__Material for the task__.
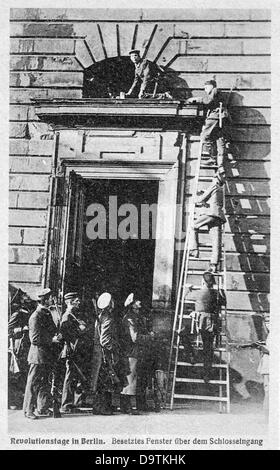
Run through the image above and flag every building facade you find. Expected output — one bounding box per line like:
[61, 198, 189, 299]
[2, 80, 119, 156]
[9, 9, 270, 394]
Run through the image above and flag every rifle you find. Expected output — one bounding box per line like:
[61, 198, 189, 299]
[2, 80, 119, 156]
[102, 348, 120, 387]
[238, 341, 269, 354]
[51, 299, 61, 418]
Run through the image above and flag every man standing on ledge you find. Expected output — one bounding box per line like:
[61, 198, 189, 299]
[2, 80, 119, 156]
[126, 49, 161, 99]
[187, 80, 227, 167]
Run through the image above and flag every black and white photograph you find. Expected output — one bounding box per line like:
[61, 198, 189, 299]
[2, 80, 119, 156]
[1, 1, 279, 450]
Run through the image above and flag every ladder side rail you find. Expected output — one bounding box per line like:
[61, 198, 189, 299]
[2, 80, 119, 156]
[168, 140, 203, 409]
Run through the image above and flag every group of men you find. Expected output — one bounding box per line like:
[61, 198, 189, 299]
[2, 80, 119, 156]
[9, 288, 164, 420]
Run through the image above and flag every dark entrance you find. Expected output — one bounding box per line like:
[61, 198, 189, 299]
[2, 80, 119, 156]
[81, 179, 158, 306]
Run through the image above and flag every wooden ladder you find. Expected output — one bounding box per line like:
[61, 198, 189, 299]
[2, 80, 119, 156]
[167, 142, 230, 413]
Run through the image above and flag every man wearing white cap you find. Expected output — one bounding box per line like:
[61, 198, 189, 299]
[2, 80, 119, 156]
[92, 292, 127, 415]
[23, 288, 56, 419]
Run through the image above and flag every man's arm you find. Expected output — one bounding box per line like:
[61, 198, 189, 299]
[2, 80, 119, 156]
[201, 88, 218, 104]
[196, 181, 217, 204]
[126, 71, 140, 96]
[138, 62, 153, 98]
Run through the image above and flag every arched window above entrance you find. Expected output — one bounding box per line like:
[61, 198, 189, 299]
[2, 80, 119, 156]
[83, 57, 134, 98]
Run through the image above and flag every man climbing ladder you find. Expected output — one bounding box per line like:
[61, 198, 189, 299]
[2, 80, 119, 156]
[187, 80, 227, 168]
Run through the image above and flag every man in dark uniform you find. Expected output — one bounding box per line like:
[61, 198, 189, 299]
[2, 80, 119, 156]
---
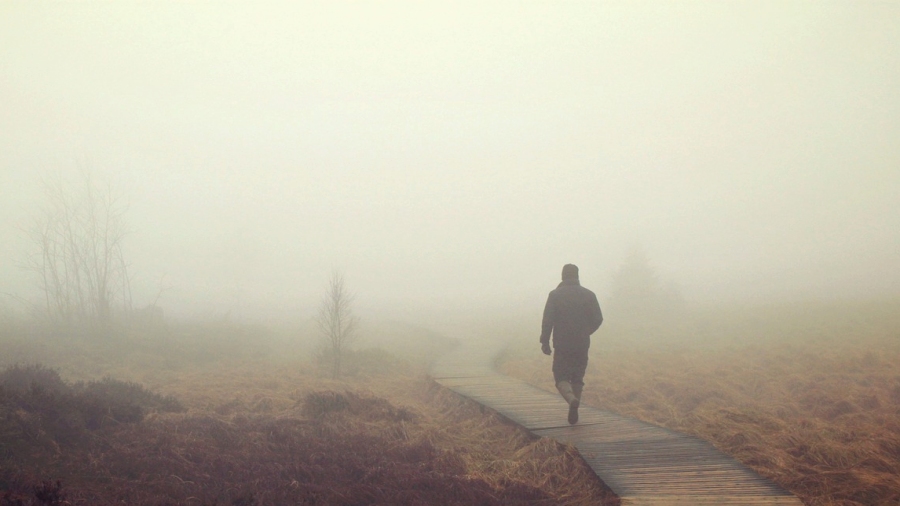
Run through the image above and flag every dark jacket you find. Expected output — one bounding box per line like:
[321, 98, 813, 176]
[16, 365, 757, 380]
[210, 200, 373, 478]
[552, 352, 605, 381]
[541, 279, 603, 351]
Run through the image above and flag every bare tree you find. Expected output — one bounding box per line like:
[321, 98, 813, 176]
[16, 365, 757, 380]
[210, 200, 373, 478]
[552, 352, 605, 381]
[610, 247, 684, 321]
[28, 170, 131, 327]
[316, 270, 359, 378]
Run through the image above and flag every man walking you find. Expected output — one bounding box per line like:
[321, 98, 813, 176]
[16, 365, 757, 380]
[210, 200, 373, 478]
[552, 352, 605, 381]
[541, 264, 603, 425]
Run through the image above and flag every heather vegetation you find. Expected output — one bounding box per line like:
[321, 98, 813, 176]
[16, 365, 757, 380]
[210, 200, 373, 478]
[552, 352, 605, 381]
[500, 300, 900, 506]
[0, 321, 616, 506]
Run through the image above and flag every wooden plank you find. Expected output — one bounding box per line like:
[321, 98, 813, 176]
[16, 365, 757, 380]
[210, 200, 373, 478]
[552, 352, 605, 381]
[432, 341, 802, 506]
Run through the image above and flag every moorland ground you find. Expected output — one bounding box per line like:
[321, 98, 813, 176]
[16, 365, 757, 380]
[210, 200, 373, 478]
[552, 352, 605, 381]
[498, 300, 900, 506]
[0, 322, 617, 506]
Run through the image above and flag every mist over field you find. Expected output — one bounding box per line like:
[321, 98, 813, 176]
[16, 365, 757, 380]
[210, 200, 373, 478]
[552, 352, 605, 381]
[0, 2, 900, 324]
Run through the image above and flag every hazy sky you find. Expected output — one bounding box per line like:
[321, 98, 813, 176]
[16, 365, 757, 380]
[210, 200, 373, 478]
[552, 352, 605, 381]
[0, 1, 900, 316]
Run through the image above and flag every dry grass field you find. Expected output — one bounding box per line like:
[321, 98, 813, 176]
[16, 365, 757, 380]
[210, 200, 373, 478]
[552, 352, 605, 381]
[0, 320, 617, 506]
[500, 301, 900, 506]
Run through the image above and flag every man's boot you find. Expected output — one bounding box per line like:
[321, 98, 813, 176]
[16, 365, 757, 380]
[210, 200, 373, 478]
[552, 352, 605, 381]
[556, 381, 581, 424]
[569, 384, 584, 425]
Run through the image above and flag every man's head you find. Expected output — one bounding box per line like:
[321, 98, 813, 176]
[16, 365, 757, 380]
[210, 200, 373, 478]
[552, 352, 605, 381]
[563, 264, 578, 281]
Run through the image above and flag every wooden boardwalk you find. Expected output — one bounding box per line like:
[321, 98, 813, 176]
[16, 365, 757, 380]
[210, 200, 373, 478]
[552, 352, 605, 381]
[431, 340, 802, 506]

__Written problem__.
Rewrite the part of the material that opens with the line containing "Run through the image above and flag every ladder" and closes with the line containing "[167, 142, 230, 413]". Give every line again, requests included, and add 9 to each coordinate in the answer bounding boxes only, leaving the requests and their sample boxes unchanged.

__Solution for this problem__.
Run through the image above and flag every ladder side rail you find. Expected output — one bounding box per line like:
[61, 198, 189, 299]
[2, 80, 119, 156]
[177, 149, 212, 418]
Run through the image above and flag every group of men you find. Expected output — one bounding box per line like:
[61, 198, 189, 299]
[2, 80, 119, 156]
[18, 297, 173, 429]
Run through the image above and flag every dark entrance you find. Expected output — one bounding box per line like:
[61, 198, 189, 299]
[2, 80, 119, 156]
[90, 188, 167, 315]
Run through the image above and flag every wooden ladder you find. Expected output — one bounding box per line like:
[61, 198, 189, 299]
[2, 80, 119, 156]
[176, 151, 239, 422]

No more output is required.